— Task to complete —
Number the lines of the items from the very first line through the line containing "[[15,252],[15,488],[280,474],[283,285]]", both included, skipping any blank lines and leaving out the picture.

— Listing —
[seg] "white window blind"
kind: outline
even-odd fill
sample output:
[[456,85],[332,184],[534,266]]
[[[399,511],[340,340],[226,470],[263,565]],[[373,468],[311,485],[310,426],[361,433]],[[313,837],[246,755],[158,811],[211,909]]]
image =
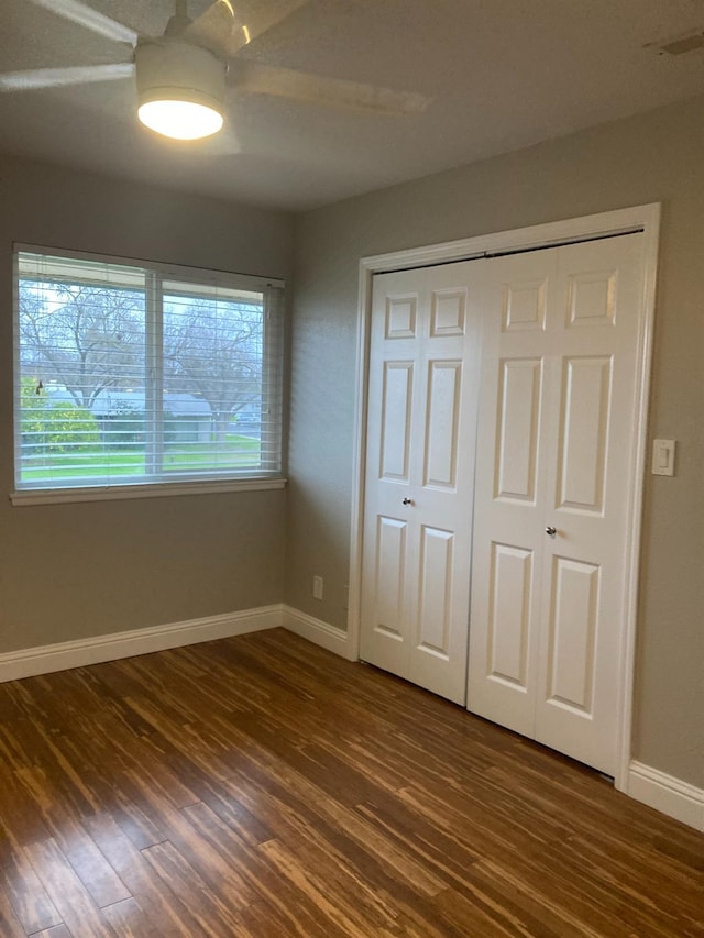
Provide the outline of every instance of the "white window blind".
[[15,252],[15,488],[280,474],[283,285]]

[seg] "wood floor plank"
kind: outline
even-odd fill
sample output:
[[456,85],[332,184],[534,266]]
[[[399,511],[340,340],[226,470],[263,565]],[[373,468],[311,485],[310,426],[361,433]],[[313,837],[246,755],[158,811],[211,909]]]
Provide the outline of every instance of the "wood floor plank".
[[280,629],[0,685],[2,938],[704,938],[704,837]]
[[24,848],[24,853],[75,938],[113,938],[114,931],[102,920],[99,909],[54,840],[50,838],[43,843],[32,843]]
[[47,928],[45,931],[34,931],[30,938],[73,938],[73,936],[68,928],[62,924]]
[[62,924],[34,868],[7,839],[0,840],[0,883],[28,935]]

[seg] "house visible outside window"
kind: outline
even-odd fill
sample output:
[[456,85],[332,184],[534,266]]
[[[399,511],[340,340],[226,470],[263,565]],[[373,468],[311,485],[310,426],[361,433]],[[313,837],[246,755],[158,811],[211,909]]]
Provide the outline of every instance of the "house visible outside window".
[[282,288],[16,250],[16,493],[280,476]]

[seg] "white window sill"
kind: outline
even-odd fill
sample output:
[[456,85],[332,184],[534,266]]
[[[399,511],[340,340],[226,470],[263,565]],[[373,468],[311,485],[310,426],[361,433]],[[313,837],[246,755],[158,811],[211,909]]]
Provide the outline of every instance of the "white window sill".
[[64,501],[117,501],[125,498],[163,498],[175,495],[216,495],[226,492],[263,492],[284,488],[287,479],[229,478],[209,482],[165,482],[148,485],[87,486],[85,488],[25,488],[11,492],[15,506],[57,505]]

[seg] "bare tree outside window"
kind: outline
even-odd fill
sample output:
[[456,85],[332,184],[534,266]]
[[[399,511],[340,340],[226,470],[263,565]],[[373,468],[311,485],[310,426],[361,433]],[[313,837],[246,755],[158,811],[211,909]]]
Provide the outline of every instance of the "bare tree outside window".
[[63,385],[92,410],[107,388],[144,383],[144,295],[81,284],[20,282],[24,374]]
[[262,341],[260,304],[164,297],[164,387],[208,404],[218,442],[261,406]]

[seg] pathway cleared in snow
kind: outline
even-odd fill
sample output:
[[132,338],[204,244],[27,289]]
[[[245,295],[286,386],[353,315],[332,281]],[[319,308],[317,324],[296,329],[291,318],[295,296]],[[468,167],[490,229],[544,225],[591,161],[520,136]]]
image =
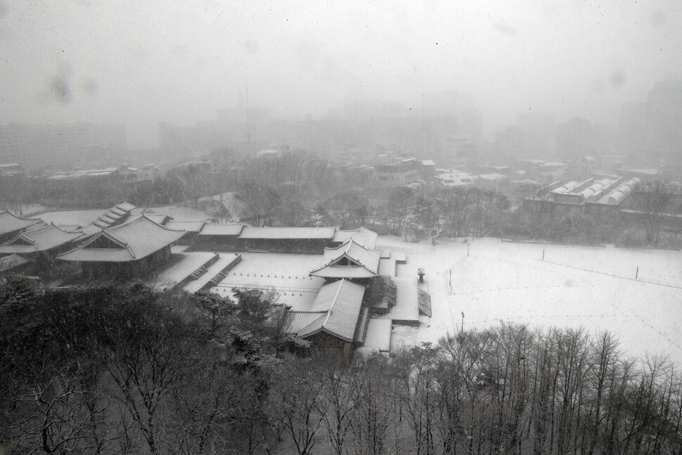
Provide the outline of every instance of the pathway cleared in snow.
[[399,276],[416,281],[423,267],[432,295],[432,317],[419,328],[397,327],[394,345],[456,333],[463,312],[465,330],[500,321],[582,327],[593,334],[608,330],[631,355],[667,355],[682,364],[680,252],[494,238],[475,240],[468,248],[461,241],[433,248],[381,236],[378,245],[406,251]]

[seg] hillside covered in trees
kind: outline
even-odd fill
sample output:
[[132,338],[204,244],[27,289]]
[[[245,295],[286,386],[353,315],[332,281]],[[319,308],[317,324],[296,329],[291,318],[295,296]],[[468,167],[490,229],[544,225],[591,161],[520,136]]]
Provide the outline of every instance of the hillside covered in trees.
[[267,293],[0,288],[0,441],[33,454],[680,454],[676,367],[501,325],[345,359]]

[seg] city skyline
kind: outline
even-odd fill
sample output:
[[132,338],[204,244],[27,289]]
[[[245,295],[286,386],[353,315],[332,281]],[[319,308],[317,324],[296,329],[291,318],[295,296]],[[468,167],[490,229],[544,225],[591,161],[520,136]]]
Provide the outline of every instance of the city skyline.
[[4,4],[0,122],[126,121],[133,148],[160,121],[238,105],[320,117],[354,100],[418,108],[470,94],[484,136],[523,112],[617,124],[682,68],[673,1],[392,5],[345,2]]

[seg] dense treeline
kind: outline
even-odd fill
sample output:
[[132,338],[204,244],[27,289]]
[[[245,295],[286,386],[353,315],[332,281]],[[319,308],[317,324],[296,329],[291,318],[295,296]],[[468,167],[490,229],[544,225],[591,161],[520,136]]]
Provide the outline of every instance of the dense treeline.
[[271,295],[0,289],[0,441],[45,454],[681,454],[681,377],[501,325],[345,359]]

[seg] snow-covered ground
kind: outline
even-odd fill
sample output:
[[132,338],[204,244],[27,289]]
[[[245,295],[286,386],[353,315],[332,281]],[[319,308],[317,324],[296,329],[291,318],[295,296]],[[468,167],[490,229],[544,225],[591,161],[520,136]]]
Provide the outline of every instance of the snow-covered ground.
[[[432,316],[419,328],[397,327],[393,344],[437,340],[499,321],[610,331],[631,355],[669,356],[682,364],[682,253],[501,242],[378,245],[408,253],[399,276],[426,271]],[[544,260],[543,251],[544,250]],[[451,290],[450,289],[451,277]],[[636,274],[638,279],[635,279]]]
[[322,255],[242,252],[242,262],[212,292],[231,297],[232,288],[276,290],[279,303],[294,310],[307,310],[324,280],[309,276],[322,262]]
[[186,252],[183,250],[183,247],[171,247],[174,255],[171,264],[151,277],[148,281],[149,284],[159,288],[171,288],[215,255],[213,252]]

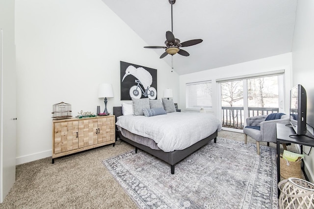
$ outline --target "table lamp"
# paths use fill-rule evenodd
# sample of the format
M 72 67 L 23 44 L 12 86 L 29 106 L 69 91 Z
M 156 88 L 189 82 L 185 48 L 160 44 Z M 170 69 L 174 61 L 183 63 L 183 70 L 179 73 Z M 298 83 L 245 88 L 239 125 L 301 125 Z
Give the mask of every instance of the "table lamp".
M 98 88 L 98 98 L 105 99 L 105 111 L 104 113 L 109 115 L 107 111 L 107 98 L 113 97 L 113 91 L 111 84 L 101 84 Z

— Final result —
1. [seg] "white window blind"
2. kind: outline
3. even-odd fill
4. sample output:
5. [[456,85],[332,184],[534,266]]
6. [[[399,511],[340,340],[226,470],[263,565]],[[373,468],[311,485],[310,426],[361,433]],[[313,837],[246,755],[158,811],[211,909]]]
7. image =
8. Provide the outline of every instance of the "white window blind".
9. [[15,252],[15,488],[280,474],[283,285]]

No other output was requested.